» DATASET ENTRIES
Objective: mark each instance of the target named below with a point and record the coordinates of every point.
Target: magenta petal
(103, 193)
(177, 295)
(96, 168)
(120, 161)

» TASK DIRECTIONS
Copy all of the data. Keep every word exactly as it is.

» TASK RESPONSE
Objective: mark each instance of the target named below with a point and record the coordinates of every point.
Target: magenta petal
(103, 193)
(177, 295)
(96, 168)
(120, 161)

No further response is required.